→ **Description of the task**:
Please count how many lines of the material below contain the string "floor", with case counting, and reply with only that number.

→ **Supplied records**:
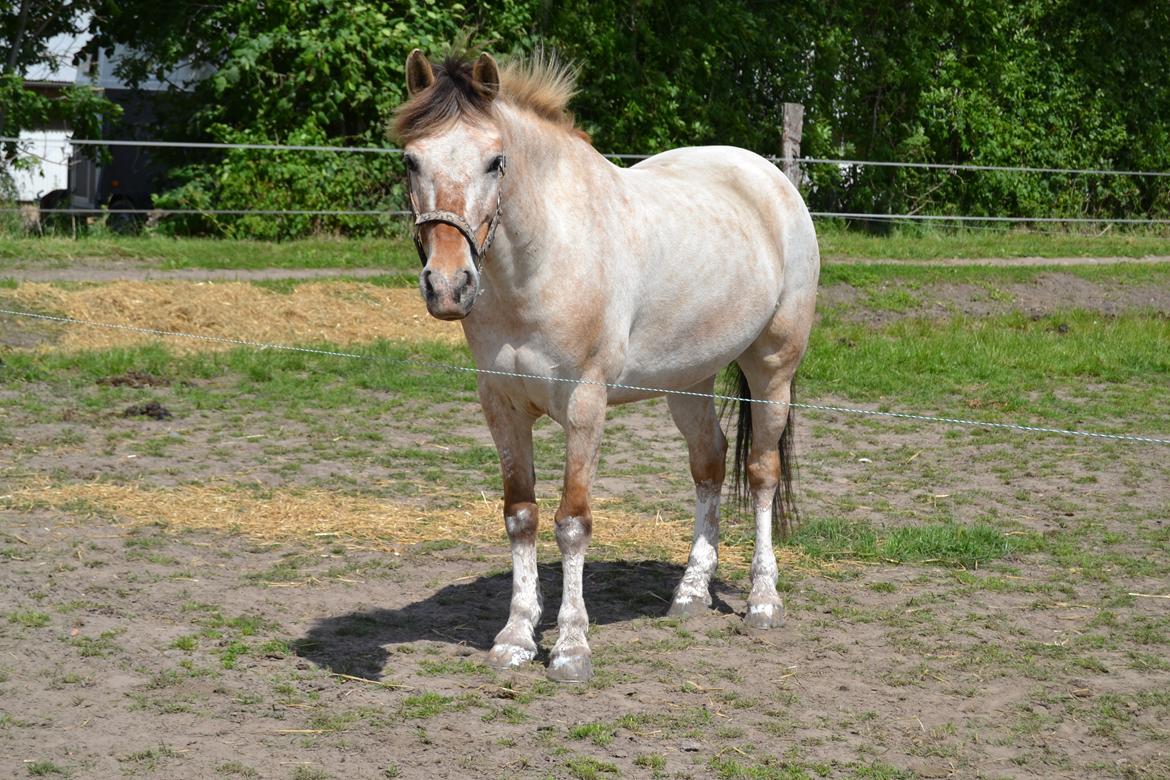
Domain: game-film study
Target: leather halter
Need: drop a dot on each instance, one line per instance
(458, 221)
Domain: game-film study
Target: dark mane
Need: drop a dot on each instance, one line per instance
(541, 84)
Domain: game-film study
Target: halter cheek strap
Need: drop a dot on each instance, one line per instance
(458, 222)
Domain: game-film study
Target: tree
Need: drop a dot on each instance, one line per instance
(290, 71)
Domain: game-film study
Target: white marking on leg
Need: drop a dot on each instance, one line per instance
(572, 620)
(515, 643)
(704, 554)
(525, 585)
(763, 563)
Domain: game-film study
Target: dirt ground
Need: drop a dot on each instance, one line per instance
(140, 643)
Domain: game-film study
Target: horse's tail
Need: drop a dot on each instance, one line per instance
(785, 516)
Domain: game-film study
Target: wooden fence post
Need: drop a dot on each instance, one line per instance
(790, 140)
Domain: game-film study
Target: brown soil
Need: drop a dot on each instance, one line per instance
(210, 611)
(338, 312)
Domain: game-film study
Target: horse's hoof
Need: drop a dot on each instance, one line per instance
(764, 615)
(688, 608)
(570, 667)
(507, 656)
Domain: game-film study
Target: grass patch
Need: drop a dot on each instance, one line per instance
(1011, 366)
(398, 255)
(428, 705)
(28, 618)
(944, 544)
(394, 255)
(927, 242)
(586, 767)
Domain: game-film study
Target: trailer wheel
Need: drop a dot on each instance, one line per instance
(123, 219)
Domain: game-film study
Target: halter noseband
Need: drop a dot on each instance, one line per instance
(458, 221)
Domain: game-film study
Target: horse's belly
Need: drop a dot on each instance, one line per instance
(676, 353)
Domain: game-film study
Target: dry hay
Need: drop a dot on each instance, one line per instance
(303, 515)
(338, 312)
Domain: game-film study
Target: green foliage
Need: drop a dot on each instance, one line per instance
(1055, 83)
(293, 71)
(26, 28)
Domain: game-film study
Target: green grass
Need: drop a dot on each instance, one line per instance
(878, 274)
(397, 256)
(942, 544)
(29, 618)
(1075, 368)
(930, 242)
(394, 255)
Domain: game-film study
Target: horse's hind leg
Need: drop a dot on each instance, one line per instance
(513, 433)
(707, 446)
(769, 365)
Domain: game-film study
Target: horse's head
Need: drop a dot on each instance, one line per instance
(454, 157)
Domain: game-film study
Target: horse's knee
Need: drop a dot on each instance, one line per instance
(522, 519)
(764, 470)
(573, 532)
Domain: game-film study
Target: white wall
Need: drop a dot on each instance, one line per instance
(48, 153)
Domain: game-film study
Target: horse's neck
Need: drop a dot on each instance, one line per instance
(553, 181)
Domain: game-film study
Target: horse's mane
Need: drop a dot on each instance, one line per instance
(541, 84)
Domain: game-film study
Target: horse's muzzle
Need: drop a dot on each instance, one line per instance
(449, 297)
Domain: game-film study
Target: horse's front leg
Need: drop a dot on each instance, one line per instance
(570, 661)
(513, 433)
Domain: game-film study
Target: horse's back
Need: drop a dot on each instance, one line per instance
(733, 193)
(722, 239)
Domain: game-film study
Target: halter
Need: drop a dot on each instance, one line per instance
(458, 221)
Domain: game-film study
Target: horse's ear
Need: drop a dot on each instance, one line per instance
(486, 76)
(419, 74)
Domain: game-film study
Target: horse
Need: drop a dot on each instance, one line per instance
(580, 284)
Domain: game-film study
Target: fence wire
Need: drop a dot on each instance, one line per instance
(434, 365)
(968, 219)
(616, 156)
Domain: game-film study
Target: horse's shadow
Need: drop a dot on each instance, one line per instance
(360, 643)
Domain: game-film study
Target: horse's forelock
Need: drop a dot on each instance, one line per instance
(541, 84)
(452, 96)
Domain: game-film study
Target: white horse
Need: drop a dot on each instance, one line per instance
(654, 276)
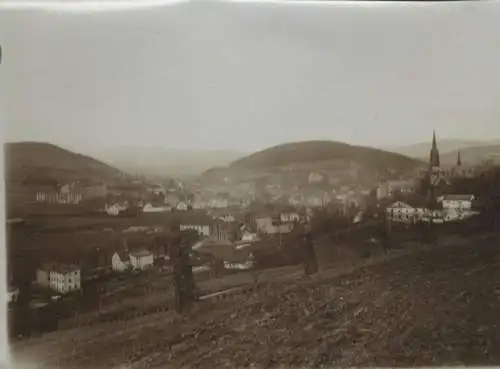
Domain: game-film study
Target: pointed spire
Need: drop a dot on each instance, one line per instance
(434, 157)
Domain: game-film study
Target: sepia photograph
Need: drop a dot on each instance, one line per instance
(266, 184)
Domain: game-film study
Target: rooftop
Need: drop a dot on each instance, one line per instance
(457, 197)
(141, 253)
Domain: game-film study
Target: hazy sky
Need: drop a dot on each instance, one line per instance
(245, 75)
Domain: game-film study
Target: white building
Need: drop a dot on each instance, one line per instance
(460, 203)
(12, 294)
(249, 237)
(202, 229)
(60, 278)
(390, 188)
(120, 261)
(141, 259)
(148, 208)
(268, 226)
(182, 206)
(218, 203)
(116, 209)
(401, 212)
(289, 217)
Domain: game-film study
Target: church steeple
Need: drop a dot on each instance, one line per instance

==

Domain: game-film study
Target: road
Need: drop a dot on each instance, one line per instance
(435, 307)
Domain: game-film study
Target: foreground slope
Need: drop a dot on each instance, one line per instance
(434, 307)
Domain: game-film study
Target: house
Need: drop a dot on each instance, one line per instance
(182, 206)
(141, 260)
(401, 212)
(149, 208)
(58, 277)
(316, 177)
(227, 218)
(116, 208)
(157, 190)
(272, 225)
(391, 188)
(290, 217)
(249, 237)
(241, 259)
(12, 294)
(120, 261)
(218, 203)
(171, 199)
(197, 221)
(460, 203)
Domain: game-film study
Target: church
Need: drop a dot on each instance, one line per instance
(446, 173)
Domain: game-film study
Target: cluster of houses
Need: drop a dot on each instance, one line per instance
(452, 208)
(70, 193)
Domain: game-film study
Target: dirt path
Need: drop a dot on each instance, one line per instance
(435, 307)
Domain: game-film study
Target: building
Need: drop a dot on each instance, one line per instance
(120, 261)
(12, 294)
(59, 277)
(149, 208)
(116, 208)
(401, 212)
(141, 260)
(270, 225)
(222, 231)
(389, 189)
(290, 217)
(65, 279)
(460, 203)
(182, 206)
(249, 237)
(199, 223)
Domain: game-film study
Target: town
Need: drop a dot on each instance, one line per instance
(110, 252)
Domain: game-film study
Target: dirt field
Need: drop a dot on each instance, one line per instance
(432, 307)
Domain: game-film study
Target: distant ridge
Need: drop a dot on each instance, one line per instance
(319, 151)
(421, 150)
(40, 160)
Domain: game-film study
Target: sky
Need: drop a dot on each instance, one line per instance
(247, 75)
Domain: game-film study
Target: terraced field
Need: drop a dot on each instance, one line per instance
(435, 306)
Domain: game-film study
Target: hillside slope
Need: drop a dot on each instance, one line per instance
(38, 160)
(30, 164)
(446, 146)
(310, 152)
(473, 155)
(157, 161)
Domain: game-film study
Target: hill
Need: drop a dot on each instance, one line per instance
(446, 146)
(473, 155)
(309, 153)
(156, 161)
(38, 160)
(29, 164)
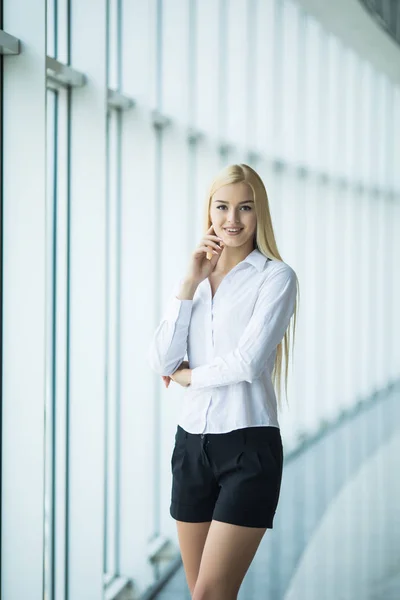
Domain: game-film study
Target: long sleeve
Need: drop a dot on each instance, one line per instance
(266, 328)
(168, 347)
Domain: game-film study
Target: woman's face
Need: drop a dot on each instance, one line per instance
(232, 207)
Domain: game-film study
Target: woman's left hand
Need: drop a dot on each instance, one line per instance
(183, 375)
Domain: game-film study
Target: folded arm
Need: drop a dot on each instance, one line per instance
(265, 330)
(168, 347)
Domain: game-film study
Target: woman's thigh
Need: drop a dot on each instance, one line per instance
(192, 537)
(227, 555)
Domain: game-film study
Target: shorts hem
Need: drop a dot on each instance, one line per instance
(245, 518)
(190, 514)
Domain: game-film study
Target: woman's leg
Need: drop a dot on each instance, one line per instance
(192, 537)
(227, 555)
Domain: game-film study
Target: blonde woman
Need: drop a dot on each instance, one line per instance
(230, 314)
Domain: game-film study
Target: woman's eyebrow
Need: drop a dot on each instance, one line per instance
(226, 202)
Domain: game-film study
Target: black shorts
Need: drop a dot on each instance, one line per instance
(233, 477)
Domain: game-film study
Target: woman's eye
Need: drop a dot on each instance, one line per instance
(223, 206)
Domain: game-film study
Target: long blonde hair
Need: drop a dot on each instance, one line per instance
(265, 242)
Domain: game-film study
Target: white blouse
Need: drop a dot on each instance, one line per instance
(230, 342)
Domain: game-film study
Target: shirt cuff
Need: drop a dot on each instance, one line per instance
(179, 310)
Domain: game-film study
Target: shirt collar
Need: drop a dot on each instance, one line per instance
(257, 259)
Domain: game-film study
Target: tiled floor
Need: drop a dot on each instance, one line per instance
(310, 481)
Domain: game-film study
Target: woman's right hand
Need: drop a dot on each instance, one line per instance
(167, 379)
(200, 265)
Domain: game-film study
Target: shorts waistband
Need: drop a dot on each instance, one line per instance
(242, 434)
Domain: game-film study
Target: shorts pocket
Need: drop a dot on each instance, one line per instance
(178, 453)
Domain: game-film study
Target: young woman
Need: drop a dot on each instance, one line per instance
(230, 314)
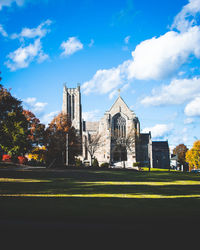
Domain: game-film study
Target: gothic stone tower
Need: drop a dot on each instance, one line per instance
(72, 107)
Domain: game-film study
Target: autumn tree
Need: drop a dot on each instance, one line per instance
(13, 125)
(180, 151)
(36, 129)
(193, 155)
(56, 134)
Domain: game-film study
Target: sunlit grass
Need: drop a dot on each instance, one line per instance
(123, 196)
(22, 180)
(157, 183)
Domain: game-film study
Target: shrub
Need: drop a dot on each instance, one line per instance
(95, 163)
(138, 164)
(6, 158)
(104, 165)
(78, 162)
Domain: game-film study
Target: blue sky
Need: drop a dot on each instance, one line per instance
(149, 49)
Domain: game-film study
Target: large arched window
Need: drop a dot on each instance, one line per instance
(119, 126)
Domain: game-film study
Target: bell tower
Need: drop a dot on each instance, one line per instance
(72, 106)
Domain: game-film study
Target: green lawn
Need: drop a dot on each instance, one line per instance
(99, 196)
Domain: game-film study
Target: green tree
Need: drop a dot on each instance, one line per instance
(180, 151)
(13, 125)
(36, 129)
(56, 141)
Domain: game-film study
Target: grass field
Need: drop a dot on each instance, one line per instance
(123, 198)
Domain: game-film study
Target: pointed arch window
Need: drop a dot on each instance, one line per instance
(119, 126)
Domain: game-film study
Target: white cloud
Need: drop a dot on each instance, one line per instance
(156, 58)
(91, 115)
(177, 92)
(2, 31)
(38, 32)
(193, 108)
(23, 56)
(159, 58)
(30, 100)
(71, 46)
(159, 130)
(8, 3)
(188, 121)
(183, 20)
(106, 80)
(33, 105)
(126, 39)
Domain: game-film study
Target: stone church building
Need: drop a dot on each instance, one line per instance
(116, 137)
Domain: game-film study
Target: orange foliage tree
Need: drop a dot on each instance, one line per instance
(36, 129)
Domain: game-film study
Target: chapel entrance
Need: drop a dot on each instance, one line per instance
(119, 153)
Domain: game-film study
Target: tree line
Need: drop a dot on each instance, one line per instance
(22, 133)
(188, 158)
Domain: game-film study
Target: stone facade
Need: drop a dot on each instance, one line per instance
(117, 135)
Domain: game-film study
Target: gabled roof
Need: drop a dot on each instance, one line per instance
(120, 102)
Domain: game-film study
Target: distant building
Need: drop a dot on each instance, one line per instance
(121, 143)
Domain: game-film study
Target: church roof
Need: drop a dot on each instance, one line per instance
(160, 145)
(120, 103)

--

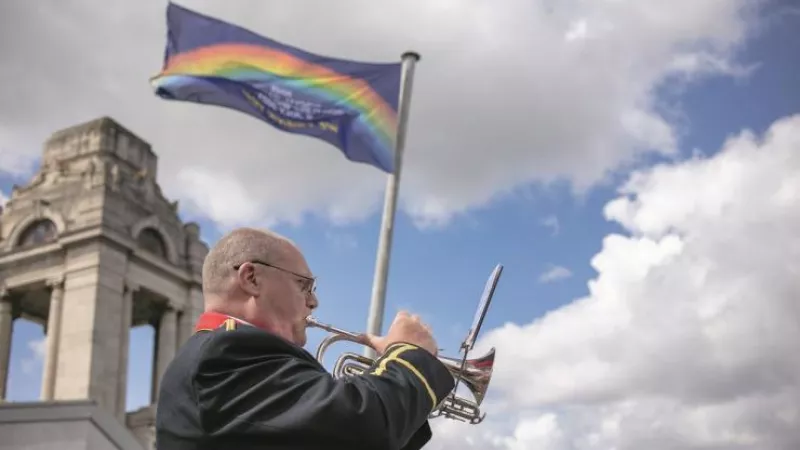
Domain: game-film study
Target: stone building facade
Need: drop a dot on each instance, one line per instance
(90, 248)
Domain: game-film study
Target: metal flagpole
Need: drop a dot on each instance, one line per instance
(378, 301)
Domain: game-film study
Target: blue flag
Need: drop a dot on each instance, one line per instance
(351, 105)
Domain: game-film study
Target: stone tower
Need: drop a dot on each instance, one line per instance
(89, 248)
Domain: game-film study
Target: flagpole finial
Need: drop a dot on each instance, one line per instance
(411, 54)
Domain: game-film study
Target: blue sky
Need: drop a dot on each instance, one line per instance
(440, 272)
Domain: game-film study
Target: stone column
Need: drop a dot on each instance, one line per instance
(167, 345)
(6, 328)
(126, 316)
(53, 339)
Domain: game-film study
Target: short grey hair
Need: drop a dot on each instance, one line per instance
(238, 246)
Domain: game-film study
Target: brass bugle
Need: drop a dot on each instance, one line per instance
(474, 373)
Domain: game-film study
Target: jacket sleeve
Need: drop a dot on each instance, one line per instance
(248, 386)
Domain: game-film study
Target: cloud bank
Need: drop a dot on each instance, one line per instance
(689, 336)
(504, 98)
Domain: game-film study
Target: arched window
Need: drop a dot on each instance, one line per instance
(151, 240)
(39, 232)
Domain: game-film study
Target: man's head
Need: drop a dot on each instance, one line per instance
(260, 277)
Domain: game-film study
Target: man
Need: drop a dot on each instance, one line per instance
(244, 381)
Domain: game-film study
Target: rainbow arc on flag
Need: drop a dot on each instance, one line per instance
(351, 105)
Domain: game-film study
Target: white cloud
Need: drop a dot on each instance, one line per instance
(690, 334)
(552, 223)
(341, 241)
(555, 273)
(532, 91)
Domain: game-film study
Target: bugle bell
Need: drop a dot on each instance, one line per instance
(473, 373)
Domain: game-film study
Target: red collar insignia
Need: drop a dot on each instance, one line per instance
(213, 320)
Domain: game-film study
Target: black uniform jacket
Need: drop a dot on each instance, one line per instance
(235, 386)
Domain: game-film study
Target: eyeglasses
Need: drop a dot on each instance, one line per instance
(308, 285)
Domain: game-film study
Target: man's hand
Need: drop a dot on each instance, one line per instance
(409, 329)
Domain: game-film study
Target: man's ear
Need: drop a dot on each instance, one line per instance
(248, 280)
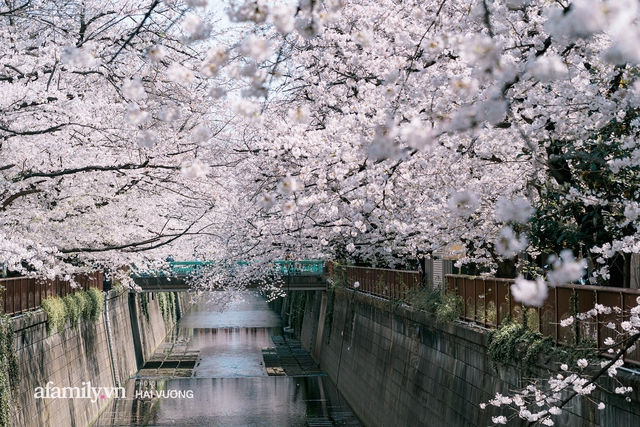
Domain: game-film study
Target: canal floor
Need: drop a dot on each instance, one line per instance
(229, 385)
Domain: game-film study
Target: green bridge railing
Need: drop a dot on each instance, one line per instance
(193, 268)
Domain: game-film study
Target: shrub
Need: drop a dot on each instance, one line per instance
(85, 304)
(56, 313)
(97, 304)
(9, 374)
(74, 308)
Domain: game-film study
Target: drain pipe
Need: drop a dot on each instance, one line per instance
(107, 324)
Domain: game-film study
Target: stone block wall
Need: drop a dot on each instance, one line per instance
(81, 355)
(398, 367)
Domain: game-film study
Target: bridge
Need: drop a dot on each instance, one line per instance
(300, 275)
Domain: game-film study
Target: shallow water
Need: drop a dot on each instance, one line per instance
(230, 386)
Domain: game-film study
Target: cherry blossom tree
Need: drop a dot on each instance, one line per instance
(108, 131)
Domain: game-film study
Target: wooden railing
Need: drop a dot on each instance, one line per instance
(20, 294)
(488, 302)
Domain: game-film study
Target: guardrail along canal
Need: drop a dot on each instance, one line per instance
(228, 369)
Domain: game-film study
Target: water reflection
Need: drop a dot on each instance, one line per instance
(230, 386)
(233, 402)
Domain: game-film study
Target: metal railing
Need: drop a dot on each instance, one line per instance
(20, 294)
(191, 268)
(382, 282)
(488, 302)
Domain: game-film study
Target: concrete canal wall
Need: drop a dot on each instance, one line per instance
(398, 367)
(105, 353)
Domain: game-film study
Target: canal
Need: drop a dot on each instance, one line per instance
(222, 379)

→ **Answer to the task**:
2